Ma le conseguenze di un’eventuale Catalexit vanno oltre le difficoltà a livello commerciale. «Ritrovandosi fuori dall’UE la Catalogna non avrebbe più accesso alla liquidità della Banca Centrale Europea, il che avrebbe un impatto assai forte sull’economia catalana – fanno notare le fonti del Ministero dell’economia –. Presumibilmente ci sarebbero delle delocalizzazioni. Senza contare che, se alla fine lo Stato catalano dovesse emettere una propria valuta e dovesse svalutarla molto rispetto all’euro, la gente perderebbe i suoi soldi».
In questo senso l’impossibilità di tenere il referendum, sottolineano sempre al Ministero, non si deve solo al fatto che sarebbe contro la legge: «l’impoverimento di una parte della Spagna è inammissibile».
Tra i catalani sentiti da Gli Stati Generali i sentimenti sono piuttosto eterogenei. «Io sono molto preoccupata – dice Raquel (nome di fantasia), che lavora in un’azienda edile nella provincia di Barcellona –. Fino a qualche settimana fa ero semplicemente stufa della faccenda, ma ora sono in ansia. Nel caso di una secessione non avrei dubbi: cercherei di andarmene dalla Catalogna».
Invece Oriol, titolare di un negozio di abbigliamento da Vic (una cittadina tradizionalmente indipendentista dell’entroterra catalano), è tranquillo. «È la Spagna che avrebbe i problemi economici, non la Catalogna. Senza la Catalogna, la Spagna crollerebbe. E sarebbe anche meno importante all’interno dell’Unione Europea».
Certamente la Catalexit «implicherebbe una rivisitazione di tutti i rapporti della Spagna con l’Unione Europea – sottolinea Ciampi – perché la Catalogna rappresenta una parte importante del suo territorio, sia in termini di popolazione che di PIL. Ad esempio, Madrid si ritroverebbe con meno rappresentanti all’interno del Parlamento europeo. Pensiamo poi al contributo degli Stati al budget dell’UE: questo non riguarderebbe solo la Spagna ma l’intera Unione, perché si tratta di costi ripartiti fra i vari paesi».
Resta però il fatto che, a differenza di una Catalogna indipendente, la Spagna rimarrebbe un membro dell’Unione Europea. Una considerazione di non poco conto per il futuro di un eventuale Stato catalano. «La Catalogna chiederebbe subito di entrare nell’UE, ma in primo luogo l’UE non accetta tutti, e in secondo luogo basterebbe il voto contrario della Spagna per impedirle di entrare» fa notare Helg.
Uno scenario ben diverso da quello dipinto dal movimento secessionista, che assicura invece la permanenza nella UE. In realtà però, gli accademici e imprenditori catalani sentiti da Gli Stati Generali ritengono nulla o minima la probabilità che la Catalexit si verifichi davvero. Fanno piuttosto notare che la Catalogna sta già subendo perdite economiche a causa delle tensioni tra il Govern a Barcellona e lo Stato centrale.

○ ○ ○ ○ ○ ○ ○

§ ESERCIZI DA SVOLGERE
- A) Elenca tutte le persone che l'estratto cita per nome.
- B) Riassumi l'estratto in due frasi, per favore.
- C) Nell'estratto, che cosa basterebbe, secondo Helg, per impedire a una Catalogna indipendente di entrare nell'UE?

§ DATI FORNITI
○ ○ ○ ○ ○ ○ ○

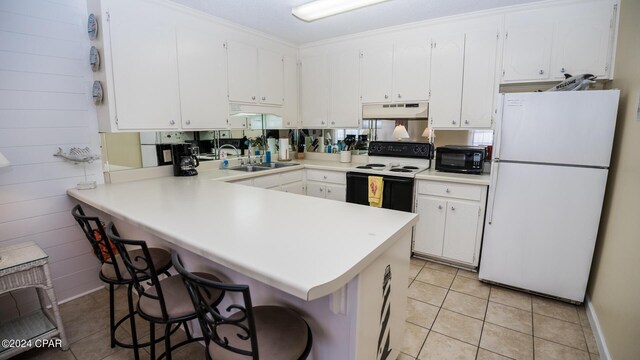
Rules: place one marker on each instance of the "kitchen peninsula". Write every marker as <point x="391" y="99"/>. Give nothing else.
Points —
<point x="310" y="254"/>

○ ○ ○ ○ ○ ○ ○

§ RISPOSTE AGLI ESERCIZI
- A) Raquel, Oriol, Ciampi, Helg

- B) Uscendo dall'UE con un'eventuale Catalexit, la Catalogna perderebbe l'accesso alla liquidità della Banca Centrale Europea, mentre la Spagna dovrebbe rivedere tutti i suoi rapporti con l'Unione, e basterebbe il voto contrario di Madrid per impedire l'ingresso di uno Stato catalano nell'UE. I catalani sentiti esprimono sentimenti eterogenei, e accademici e imprenditori ritengono nulla o minima la probabilità della Catalexit, ma fanno notare che la Catalogna sta già subendo perdite economiche per le tensioni tra il Govern e lo Stato centrale.

- C) Il voto contrario della Spagna.